■ Excerpted text ■
::::

Can you post a code example that triggers the error?
I am supplying just part of the code. The real code has many more similar entries. The code uses only PowerModels and XLSX packages.
It parses a network with PowerModels. Then, it puts data into vectors with codes similar to this:
angmin = Vector()
push!(angmin, ["n$(n)" for (n,m) in keys(data[:buspairs])])
push!(angmin, ["n$(m)" for (n,m) in keys(data[:buspairs])])
push!(angmin, [data[:buspairs][(n,m)]["angmin"] for (n,m) in keys(data[:buspairs])])
After that there is only writing to the excel.
XLSX.openxlsx(destination_file, mode="w") do xf
XLSX.rename!(xf["Sheet1"], "Name")
sheet = xf["Name"]
sheet["A1"] = "Name"
sheet["A2"] = String(data[:name])
XLSX.addsheet!(xf, "Set1")
sheet = xf["Set1"]
sheet["A1"] = "arcs_from"
XLSX.writetable!(sheet, arcs_from,["l","n","n"], anchor_cell=XLSX.CellRef("A2"))
XLSX.addsheet!(xf, "Set2")
sheet = xf["Set2"]
sheet["A1"] = "load"
XLSX.writetable!(sheet, load,["lo"], anchor_cell=XLSX.CellRef("A2"))
end
The error occurs within the part where it writes excel. (PowerModel works fine. I checked it.)
I have found something useful in the zipfile release notes: Upgrade to Julia 1.3+, use JLL packages to provide binary dependencies (#59) (staticfloat)
Once I downgraded Julia to 1.2, everything works. 1.3 and 1.4 give me an error.
@KSepetanc thanks for the info! I´m sorry if I was not clear. Is it possible for you to provide a self-contained example that triggers the error? Hopefully some code that depends only on XLSX.
A file that reproduces an error is attached just rename ".txt" to ".jl" and avoid C:\ for excel destination due to Windows (10 x64) writing restrictions. The error occurs at the end of the writing which is something like after 4 minutes at 4GHz. If you don't get an error (which should happen), just increase a bit data size, e.g. +20 to 25%.

::::

■ Provided data ■
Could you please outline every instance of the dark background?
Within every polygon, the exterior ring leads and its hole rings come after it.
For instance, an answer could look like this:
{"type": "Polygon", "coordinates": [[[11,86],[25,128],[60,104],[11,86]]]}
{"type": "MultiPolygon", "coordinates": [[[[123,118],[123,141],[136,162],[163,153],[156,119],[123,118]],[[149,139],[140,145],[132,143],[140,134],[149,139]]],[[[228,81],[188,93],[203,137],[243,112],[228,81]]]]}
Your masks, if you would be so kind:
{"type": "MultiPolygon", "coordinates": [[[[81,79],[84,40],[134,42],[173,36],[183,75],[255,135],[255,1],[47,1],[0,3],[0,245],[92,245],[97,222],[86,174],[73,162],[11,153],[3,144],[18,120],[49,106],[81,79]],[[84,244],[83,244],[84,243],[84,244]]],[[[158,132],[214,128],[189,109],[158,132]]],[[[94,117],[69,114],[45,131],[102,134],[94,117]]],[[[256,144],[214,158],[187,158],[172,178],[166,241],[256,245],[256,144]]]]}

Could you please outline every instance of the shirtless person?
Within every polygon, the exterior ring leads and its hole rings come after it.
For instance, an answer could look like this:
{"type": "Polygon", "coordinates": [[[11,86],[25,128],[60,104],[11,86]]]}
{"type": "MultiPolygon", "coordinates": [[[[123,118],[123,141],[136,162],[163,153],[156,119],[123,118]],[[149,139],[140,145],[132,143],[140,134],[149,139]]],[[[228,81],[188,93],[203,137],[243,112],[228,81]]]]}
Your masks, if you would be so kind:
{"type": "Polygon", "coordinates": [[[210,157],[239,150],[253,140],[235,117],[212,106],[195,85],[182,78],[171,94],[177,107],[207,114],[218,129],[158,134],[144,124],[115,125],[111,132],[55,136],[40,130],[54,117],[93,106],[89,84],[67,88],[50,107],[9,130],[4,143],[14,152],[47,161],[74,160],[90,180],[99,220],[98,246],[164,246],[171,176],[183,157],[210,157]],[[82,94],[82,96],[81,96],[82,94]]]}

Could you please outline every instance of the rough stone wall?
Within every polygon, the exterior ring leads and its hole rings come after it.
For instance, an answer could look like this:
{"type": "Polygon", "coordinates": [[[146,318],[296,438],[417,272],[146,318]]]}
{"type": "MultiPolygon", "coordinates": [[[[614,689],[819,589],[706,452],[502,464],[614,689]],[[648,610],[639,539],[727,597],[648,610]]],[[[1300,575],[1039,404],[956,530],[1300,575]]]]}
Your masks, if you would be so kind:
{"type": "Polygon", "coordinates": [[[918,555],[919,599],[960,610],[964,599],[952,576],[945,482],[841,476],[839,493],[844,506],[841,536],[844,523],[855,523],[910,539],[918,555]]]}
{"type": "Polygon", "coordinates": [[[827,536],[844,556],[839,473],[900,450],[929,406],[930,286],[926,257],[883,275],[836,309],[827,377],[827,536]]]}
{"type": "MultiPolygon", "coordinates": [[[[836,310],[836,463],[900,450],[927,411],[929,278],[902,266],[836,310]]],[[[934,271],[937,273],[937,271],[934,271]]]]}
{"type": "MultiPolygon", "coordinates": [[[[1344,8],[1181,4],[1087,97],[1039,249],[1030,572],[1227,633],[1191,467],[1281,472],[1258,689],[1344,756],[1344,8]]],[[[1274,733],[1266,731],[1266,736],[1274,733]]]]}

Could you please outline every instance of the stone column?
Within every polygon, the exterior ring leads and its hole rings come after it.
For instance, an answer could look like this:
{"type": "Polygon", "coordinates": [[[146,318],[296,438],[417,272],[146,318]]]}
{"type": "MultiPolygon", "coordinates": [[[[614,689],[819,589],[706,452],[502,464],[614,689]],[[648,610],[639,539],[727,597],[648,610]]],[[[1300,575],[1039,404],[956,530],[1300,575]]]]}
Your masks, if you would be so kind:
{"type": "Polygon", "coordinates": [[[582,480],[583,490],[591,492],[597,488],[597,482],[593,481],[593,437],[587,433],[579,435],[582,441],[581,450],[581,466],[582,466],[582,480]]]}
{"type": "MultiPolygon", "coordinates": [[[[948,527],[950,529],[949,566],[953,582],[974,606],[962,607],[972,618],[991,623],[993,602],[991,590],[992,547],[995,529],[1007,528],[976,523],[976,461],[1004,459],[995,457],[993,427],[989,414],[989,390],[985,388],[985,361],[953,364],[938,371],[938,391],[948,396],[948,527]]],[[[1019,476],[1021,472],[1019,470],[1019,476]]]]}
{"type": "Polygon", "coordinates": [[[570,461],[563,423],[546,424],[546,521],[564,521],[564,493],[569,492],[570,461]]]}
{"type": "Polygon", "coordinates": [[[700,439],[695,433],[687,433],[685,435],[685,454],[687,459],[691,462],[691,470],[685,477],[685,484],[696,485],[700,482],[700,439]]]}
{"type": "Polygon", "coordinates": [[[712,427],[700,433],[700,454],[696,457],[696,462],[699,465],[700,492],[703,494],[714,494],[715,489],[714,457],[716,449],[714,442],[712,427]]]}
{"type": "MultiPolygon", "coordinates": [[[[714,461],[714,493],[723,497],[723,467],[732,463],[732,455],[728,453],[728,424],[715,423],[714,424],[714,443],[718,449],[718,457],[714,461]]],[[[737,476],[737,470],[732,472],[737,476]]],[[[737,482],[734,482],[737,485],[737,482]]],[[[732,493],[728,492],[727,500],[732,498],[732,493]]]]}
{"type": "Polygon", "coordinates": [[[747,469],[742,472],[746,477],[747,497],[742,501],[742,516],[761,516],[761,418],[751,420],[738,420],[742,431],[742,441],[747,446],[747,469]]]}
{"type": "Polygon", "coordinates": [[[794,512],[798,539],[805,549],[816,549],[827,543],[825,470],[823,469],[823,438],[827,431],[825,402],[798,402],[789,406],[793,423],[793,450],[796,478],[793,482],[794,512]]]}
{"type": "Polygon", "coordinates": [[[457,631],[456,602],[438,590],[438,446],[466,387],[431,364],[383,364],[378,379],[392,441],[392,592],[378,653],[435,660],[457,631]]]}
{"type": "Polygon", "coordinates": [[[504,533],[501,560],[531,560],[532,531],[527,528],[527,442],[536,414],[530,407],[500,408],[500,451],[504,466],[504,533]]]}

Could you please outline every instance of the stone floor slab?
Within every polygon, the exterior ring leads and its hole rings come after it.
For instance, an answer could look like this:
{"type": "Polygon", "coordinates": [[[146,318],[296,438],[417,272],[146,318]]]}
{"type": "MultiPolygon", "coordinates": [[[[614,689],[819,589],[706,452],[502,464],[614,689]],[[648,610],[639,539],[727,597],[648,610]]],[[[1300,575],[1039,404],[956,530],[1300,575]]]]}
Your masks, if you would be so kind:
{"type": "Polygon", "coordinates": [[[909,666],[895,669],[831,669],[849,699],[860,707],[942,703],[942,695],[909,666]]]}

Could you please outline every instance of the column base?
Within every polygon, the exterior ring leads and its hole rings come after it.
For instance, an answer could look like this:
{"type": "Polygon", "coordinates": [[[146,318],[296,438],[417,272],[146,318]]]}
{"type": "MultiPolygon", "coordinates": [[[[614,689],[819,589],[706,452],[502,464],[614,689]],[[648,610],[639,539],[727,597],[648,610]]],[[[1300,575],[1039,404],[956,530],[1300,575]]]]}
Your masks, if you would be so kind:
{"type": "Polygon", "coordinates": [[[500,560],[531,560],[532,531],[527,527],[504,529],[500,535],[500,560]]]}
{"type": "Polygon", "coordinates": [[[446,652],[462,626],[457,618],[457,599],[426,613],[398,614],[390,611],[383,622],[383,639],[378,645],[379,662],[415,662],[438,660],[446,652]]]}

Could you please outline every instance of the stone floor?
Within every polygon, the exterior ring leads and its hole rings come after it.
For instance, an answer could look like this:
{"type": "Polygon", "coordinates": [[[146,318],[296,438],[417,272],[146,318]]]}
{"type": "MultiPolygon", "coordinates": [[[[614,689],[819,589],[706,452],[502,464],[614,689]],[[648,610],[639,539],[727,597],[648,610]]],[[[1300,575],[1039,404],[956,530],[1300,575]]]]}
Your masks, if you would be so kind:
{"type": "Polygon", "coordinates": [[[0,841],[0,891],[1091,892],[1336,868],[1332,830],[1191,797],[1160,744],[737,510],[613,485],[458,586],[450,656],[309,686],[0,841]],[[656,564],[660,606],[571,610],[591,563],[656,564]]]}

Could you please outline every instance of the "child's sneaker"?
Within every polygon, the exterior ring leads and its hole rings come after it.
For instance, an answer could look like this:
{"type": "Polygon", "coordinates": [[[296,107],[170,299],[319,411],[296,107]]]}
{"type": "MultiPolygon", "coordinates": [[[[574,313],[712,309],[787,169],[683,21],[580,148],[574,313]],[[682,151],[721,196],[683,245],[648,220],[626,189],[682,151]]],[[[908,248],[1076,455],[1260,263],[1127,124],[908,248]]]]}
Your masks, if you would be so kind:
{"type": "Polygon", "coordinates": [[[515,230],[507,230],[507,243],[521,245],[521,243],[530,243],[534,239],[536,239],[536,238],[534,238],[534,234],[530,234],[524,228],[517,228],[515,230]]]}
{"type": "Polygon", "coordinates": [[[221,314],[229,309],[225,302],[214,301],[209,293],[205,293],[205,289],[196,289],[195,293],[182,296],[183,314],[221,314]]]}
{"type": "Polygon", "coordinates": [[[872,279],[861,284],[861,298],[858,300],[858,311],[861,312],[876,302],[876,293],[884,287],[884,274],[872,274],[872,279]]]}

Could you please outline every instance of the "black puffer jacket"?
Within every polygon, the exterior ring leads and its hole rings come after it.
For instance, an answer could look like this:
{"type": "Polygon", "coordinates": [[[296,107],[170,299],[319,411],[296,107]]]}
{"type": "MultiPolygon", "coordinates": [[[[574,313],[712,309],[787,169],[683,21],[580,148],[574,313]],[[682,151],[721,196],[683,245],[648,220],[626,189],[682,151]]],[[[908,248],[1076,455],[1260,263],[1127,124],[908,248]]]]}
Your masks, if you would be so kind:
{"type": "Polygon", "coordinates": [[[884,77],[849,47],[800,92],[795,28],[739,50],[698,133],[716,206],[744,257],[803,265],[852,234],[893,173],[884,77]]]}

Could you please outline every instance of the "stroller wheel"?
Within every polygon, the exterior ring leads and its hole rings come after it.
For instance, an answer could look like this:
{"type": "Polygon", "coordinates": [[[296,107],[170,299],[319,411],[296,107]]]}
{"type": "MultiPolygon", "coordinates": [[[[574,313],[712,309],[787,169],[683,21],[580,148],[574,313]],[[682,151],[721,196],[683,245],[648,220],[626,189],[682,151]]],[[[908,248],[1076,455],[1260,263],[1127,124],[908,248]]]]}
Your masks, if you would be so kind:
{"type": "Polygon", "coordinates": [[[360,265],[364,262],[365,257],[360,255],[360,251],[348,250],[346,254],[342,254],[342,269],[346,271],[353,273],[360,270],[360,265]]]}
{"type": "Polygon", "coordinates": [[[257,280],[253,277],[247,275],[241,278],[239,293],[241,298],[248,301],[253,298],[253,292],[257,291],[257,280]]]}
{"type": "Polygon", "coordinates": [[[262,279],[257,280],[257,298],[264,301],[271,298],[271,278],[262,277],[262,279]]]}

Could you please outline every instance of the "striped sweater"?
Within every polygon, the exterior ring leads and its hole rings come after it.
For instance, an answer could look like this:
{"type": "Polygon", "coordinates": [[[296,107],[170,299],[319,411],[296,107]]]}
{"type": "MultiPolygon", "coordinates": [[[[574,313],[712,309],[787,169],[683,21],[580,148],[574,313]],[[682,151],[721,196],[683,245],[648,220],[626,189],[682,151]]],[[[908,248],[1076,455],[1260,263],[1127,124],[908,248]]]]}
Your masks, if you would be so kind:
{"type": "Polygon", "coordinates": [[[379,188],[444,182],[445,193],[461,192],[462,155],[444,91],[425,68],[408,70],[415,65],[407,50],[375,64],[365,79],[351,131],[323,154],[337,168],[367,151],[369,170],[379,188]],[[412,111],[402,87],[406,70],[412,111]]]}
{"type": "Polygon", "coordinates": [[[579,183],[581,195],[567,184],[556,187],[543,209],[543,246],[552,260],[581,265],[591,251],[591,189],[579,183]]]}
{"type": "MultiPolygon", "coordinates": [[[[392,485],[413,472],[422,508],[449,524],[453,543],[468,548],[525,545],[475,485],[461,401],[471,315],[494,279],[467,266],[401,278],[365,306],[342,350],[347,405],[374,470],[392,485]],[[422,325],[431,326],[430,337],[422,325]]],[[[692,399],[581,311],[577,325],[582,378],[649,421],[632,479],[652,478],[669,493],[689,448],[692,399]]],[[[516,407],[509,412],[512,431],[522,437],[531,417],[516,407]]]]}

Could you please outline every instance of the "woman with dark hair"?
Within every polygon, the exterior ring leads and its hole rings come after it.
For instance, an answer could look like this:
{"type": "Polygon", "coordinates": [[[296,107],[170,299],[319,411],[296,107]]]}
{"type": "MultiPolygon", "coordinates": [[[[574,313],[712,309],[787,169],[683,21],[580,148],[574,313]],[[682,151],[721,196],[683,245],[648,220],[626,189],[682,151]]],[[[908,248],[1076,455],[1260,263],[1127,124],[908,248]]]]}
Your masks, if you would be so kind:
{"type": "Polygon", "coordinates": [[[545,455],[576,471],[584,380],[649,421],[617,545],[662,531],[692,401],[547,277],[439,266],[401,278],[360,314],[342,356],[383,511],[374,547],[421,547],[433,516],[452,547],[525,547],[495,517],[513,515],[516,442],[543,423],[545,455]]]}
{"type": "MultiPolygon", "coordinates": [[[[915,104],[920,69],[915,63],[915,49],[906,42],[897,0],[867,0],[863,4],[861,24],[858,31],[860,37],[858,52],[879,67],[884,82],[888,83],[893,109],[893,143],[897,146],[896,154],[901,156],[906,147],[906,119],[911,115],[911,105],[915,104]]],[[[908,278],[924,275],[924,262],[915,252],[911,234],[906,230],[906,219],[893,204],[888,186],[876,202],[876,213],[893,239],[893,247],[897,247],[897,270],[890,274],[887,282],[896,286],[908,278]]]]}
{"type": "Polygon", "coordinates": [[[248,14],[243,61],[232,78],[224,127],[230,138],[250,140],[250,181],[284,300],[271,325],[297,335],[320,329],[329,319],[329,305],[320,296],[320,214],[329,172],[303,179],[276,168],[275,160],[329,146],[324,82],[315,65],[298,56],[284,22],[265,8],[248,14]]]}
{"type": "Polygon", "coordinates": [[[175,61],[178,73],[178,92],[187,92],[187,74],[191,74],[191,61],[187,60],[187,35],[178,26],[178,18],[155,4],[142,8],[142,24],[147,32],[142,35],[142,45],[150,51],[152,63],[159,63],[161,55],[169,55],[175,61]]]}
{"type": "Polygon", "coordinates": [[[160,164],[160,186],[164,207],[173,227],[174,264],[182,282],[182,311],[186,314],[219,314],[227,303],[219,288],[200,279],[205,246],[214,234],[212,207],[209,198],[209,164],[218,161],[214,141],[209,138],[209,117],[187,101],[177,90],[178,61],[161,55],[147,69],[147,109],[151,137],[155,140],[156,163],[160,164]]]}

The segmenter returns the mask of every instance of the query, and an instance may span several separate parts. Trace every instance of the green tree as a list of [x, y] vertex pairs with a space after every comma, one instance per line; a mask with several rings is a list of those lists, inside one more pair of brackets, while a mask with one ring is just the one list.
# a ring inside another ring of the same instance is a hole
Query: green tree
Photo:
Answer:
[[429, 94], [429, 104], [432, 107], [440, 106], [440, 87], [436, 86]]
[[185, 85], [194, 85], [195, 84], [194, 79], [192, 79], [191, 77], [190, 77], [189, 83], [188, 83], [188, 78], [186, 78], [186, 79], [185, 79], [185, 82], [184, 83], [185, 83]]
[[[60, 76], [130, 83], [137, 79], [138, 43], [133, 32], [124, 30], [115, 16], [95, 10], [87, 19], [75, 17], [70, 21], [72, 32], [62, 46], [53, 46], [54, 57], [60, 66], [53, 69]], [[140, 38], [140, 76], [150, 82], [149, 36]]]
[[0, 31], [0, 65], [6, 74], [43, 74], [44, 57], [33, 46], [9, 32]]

::::

■ Tasks to perform ■
1 – Collect every line of the entries above that contains the string "inside", and treat uppercase and lowercase letters as different.
2 – Pick up the forum thread about the XLSX writing error in Julia after its last sentence and continue it.

■ The results ■
1 –
The segmenter returns the mask of every instance of the query, and an instance may span several separate parts. Trace every instance of the green tree as a list of [x, y] vertex pairs with a space after every comma, one instance per line; a mask with several rings is a list of those lists, inside one more pair of brackets, while a mask with one ring is just the one list.
# a ring inside another ring of the same instance is a hole

2 –
Writing times are long and I have a feeling they do not increase linearly with data size. Something could be done on that topic as well but that is separate issue.
@felipenoris can you replicate the bug?
@chris-b1, @fhs this might as well be ZipFile bug. It might be worth tagging there as well?
@KSepetanc I've created a PR for ZipFile v0.9.2: https://github.com/JuliaRegistries/General/pull/14950
@KSepetanc I can reproduce this, and looks like a windows issue. This works fine on macOS.
Windows env:
D:\src\XLSX.jl (master -> origin)
(XLSX) pkg> st
Project XLSX v0.7.0-dev
Status `D:\src\XLSX.jl\Project.toml`
[8f5d6c58] EzXML v1.1.0
[bd369af6] Tables v1.0.4
[a5390f91] ZipFile v0.9.2
[ade2ca70] Dates
[de0858da] Printf
julia> versioninfo()
Julia Version 1.4.1
Commit 381693d3df* (2020-04-14 17:20 UTC)
Platform Info:
OS: Windows (x86_64-w64-mingw32)
CPU: Intel(R) Core(TM) i5-8350U CPU @ 1.70GHz
WORD_SIZE: 64
LIBM: libopenlibm
LLVM: libLLVM-8.0.1 (ORCJIT, skylake)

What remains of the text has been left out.